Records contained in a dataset
__________

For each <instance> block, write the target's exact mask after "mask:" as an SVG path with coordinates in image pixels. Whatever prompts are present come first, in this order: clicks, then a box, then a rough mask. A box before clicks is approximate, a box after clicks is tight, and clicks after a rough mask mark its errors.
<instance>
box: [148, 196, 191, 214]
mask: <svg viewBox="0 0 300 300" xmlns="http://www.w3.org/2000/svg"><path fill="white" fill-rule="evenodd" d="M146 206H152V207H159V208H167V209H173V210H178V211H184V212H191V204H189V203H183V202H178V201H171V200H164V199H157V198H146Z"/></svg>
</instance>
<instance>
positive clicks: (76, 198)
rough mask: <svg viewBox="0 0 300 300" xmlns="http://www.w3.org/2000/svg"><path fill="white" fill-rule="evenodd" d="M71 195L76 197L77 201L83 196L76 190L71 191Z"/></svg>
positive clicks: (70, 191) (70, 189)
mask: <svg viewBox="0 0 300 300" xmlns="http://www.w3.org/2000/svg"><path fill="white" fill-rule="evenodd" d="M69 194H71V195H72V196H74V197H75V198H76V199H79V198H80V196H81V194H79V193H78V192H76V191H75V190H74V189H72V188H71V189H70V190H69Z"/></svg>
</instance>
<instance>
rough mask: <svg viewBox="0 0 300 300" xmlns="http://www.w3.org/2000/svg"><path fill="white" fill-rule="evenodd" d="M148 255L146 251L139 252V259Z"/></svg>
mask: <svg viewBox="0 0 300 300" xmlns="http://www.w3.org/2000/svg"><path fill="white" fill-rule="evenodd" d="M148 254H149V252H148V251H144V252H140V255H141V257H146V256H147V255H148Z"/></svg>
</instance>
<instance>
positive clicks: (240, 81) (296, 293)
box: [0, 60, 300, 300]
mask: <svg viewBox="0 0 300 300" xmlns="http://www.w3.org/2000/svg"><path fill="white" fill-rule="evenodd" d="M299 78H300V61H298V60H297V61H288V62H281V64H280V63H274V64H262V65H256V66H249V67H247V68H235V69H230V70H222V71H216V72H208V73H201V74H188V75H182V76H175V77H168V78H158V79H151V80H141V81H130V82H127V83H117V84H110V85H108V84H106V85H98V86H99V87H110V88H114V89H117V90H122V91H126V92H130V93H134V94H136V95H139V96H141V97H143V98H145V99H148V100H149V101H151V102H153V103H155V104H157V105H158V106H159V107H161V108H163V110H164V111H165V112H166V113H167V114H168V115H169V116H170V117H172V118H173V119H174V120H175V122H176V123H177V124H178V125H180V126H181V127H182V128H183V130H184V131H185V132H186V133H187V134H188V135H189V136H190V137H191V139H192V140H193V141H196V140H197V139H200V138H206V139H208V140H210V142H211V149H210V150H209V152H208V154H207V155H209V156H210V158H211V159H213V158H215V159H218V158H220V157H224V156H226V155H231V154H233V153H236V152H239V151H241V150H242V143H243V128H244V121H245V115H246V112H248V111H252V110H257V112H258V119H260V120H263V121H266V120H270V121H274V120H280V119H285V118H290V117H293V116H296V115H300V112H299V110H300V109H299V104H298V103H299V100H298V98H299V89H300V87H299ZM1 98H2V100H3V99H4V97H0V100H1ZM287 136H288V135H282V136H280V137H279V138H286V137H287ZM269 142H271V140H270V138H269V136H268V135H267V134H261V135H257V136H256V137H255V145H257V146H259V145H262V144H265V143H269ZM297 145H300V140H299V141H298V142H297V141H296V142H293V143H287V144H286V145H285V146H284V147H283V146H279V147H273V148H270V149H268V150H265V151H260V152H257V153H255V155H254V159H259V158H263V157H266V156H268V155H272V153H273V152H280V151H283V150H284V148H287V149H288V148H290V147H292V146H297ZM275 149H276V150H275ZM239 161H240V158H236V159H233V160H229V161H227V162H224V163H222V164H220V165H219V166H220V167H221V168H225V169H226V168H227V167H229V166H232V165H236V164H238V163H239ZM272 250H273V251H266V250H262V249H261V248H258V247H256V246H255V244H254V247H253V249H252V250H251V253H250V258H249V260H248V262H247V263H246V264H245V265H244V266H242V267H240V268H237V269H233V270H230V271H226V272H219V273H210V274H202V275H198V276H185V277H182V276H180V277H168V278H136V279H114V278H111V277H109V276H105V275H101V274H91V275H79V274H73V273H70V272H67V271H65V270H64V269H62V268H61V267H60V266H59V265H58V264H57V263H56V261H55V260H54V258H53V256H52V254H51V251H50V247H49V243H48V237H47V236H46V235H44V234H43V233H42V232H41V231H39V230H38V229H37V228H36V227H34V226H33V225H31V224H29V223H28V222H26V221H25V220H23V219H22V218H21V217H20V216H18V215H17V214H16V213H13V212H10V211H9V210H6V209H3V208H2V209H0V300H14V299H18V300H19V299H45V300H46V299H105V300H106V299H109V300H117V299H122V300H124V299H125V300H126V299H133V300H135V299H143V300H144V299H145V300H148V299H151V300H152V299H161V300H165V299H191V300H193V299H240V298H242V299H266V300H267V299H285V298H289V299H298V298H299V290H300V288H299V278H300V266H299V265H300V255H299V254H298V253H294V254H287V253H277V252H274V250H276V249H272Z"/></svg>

__________

**Assignment**.
Please return every line of the records above that contains the string "positive". Case counts.

**Final answer**.
positive clicks: (76, 198)
positive clicks: (70, 191) (70, 189)
positive clicks: (240, 81) (296, 293)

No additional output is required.